GIVEN RECORDS:
________________

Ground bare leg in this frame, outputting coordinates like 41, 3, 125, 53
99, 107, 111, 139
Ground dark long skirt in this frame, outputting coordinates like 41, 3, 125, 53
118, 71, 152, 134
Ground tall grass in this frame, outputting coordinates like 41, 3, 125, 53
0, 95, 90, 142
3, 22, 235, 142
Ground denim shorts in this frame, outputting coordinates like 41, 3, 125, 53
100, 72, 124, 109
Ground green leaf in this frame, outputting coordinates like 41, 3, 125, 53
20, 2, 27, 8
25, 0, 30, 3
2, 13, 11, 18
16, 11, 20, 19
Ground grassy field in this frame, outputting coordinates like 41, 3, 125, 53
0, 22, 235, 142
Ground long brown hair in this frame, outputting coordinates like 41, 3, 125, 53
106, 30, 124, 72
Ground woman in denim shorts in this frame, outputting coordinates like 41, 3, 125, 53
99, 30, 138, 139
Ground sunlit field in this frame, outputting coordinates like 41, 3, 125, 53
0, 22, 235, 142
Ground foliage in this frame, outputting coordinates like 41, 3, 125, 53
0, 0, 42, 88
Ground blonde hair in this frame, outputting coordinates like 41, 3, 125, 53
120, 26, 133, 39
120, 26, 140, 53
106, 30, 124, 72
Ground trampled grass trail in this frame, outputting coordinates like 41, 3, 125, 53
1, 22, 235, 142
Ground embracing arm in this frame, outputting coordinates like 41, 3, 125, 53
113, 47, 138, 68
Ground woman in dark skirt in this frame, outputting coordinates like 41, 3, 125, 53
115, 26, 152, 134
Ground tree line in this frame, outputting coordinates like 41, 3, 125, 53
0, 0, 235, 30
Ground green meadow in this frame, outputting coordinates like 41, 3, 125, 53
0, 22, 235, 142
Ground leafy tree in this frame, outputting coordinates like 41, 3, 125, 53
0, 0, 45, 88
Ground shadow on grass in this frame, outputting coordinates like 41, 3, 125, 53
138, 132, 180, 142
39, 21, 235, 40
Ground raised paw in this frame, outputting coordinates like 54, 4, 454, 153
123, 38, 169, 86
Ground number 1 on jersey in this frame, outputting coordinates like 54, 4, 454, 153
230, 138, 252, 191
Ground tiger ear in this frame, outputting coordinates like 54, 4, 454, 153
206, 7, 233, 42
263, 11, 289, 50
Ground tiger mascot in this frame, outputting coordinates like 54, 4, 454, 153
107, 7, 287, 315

________________

WORK TO DO: Reproduce the records from the line containing "Ground tall grass" through the line containing "16, 11, 20, 19", with "denim shorts" changed to "jean shorts" and nothing else altered. Give only those lines.

RESPONSE:
Ground tall grass in this frame, outputting coordinates like 41, 3, 125, 53
0, 95, 90, 142
3, 22, 235, 142
Ground jean shorts in this frame, outputting coordinates like 41, 3, 125, 53
100, 72, 124, 109
Ground green leaf in this frame, outputting coordinates like 41, 3, 125, 53
20, 2, 27, 8
25, 0, 30, 3
2, 13, 11, 18
16, 11, 20, 19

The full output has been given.